-- Input records --
■ ■ ■ ■ ■
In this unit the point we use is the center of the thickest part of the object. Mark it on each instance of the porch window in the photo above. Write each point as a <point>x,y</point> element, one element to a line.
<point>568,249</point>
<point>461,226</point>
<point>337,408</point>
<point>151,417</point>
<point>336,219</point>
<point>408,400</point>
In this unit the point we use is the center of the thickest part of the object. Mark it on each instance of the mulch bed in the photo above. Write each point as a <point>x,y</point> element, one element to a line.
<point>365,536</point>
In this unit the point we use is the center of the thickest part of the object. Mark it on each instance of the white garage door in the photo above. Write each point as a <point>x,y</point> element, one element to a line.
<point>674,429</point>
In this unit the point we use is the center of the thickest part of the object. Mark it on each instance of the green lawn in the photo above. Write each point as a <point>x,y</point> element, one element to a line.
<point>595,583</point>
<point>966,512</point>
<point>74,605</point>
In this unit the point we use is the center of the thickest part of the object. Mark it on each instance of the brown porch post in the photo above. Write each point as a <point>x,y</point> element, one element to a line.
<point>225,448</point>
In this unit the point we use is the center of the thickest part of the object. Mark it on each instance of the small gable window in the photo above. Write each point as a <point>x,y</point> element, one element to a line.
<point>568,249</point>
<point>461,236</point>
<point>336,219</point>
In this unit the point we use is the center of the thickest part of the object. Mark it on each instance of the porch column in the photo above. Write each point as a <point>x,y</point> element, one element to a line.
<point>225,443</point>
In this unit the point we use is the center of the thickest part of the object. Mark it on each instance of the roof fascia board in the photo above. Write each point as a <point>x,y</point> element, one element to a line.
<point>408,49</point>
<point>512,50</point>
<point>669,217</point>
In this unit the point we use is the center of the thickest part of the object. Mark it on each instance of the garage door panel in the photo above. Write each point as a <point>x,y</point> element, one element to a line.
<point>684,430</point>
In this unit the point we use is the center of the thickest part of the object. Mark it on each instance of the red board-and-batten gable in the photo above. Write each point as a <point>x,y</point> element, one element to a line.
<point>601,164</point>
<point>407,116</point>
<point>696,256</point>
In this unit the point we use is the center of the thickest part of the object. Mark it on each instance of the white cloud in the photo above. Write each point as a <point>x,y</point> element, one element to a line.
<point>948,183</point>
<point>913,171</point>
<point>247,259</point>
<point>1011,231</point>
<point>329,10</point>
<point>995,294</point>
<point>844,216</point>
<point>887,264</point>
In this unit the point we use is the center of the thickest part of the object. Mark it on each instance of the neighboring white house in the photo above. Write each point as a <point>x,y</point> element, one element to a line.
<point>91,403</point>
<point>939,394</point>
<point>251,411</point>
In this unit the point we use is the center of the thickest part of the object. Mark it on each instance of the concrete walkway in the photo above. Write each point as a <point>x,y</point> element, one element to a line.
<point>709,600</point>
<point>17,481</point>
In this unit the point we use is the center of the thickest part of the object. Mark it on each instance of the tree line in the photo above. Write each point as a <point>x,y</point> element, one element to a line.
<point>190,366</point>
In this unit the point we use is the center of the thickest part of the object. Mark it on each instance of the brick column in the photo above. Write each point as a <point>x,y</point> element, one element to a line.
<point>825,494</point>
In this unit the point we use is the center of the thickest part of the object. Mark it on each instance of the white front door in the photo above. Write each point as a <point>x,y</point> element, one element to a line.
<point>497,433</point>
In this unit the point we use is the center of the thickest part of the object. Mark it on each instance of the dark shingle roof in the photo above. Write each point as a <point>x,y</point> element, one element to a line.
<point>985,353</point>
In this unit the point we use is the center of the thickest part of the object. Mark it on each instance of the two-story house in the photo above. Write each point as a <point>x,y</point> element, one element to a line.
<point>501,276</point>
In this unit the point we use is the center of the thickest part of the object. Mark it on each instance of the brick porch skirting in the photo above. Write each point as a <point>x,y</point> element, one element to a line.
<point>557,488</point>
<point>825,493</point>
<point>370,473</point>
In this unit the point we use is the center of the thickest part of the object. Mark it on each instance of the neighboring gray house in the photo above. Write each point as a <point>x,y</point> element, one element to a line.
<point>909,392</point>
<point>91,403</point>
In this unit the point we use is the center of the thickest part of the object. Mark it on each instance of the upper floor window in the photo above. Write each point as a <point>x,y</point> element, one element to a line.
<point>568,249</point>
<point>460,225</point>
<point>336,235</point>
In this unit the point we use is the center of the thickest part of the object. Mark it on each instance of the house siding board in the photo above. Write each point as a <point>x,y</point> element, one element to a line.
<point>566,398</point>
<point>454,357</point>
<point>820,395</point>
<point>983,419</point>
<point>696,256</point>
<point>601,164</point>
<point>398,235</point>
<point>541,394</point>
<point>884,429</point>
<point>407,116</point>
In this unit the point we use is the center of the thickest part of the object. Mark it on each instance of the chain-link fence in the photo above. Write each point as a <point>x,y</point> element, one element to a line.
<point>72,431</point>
■ ■ ■ ■ ■
-- Your instructions --
Rewrite each row above, changing "thickest" to "widest" and leaving everything else as it is.

-- Solution to this exercise --
In this unit the point we use is the center of the widest part of the object. Mark it on each instance of the porch window in the photo above. Write each point as a <point>x,y</point> element, one element to a line.
<point>568,249</point>
<point>461,226</point>
<point>337,408</point>
<point>151,417</point>
<point>336,219</point>
<point>408,400</point>
In this unit the point we use is the center of the widest part of the object. Mark it on each instance of the mulch bed in the photo above. Write each point as a <point>x,y</point> element, one element to a line.
<point>365,536</point>
In this unit the point we use is the center of the widest part of the object. Mark it on each instance of the white garage door in the photo above. Write each point as a <point>x,y</point> element, one element to a line.
<point>674,429</point>
In this unit the point we use is the center of the widest part of the object. Mark it on each instance of the green lawn in the photo above. Write each point as a <point>x,y</point> element, one element to a line.
<point>595,583</point>
<point>966,512</point>
<point>74,605</point>
In this unit the point we use is the center of the widest part of the object. Mark it on each instance of the brown porch post in the photo above. Write each point as a <point>x,y</point> element, one element to a line.
<point>225,448</point>
In this unit the point we use is the center of the widest part of the object. Mark it on each instance of the small gable window in the photo above. Write each point as a <point>x,y</point> element, one element to a line.
<point>568,249</point>
<point>461,236</point>
<point>336,219</point>
In this unit the point we use is the center of the widest part of the object. Mark it on each instance of the porch column in the photo above. Write each point as a <point>x,y</point> element, one element to a line.
<point>225,443</point>
In this unit the point we use is the center of the widest part of the object. Mark it on each instance of the roof fascia board in the photo above. Write each point as a <point>x,y</point> element, one element to a line.
<point>408,49</point>
<point>512,50</point>
<point>669,217</point>
In this unit the point we use is the center of the widest part of the object. Mark it on each instance of the garage door panel in the photo above. Write each point as a <point>x,y</point> element, one element to a line.
<point>684,430</point>
In this unit the point we use is the center of the widest part of the object. Mark it on each instance of the red board-and-batten gable in the photo above. Write each point as a <point>x,y</point> element, one element to a line.
<point>601,164</point>
<point>407,116</point>
<point>696,256</point>
In this unit the point we use is the center of the widest part of the object. Mark it on each instance of the white cloud in the photo above. Write each point as a <point>x,y</point> element, one element to a line.
<point>948,183</point>
<point>913,171</point>
<point>247,259</point>
<point>1011,231</point>
<point>329,10</point>
<point>995,294</point>
<point>844,216</point>
<point>887,264</point>
In this unit the point we use is the center of the widest part of the object. Mark it on each instance of the neighboring white house in the photo above. Write each point as a <point>x,y</point> element, one element to a line.
<point>91,403</point>
<point>939,394</point>
<point>251,411</point>
In this unit the point we use is the center of the widest part of the object. Mark it on each instance of the concrete walkway in the photo above. Write each point as a <point>x,y</point> element, one element to a line.
<point>709,600</point>
<point>17,481</point>
In this unit the point we use is the center of the widest part of the object. Mark it on each instance of the tree line in the photo above. Write each point as a <point>x,y</point> element, one element to a line.
<point>190,366</point>
In this unit the point we use is the center of the widest part of the object. Mark it on each instance of the brick column in the photo above. Write each point as a <point>x,y</point> element, one element to a line.
<point>825,494</point>
In this unit the point we use is the center of the widest part of the object. Mark it on each instance of the white front door in the photo above. Write each point as a <point>x,y</point> element, one element to a line.
<point>497,433</point>
In this unit the point we use is the center of the widest part of the object. Mark it on each instance of the dark shingle roof in the photo above. Write each point as a <point>x,y</point> element, one element to a line.
<point>985,353</point>
In this unit the point we use is the center of the widest part of the object. Mark it on each instance of the two-story house in the photo above. Write each point as a <point>x,y</point> element, one element to a line.
<point>501,276</point>
In this unit the point we use is the center of the widest part of the object. Mark it on each instance of the brick porch skirting in the photo above. Write each point as a <point>x,y</point> element, one element to a line.
<point>557,488</point>
<point>825,493</point>
<point>370,473</point>
In this unit the point we use is the center of the widest part of the object. Mark it on each instance of the neighboring gray house in the photo above. Write each point as a <point>x,y</point> element, one element to a line.
<point>909,392</point>
<point>91,403</point>
In this unit the point we use is the center of the widest part of the object. Mark it on each instance of the upper floor window in the photo above. Write each point as a <point>x,y</point> element, one element to a line.
<point>568,249</point>
<point>460,225</point>
<point>336,235</point>
In this unit the point we use is the center of the widest part of the object. Mark it on each instance of the house siding board in the photo above. Write each point as a <point>x,y</point> element, one element to a line.
<point>566,398</point>
<point>454,357</point>
<point>820,395</point>
<point>983,419</point>
<point>696,256</point>
<point>601,164</point>
<point>398,235</point>
<point>541,394</point>
<point>884,429</point>
<point>407,116</point>
In this unit the point we use is the center of the widest part of the object. Mark it on each instance of the chain-link fence in the photo above. Write each point as a <point>x,y</point> element, one element to a line.
<point>72,431</point>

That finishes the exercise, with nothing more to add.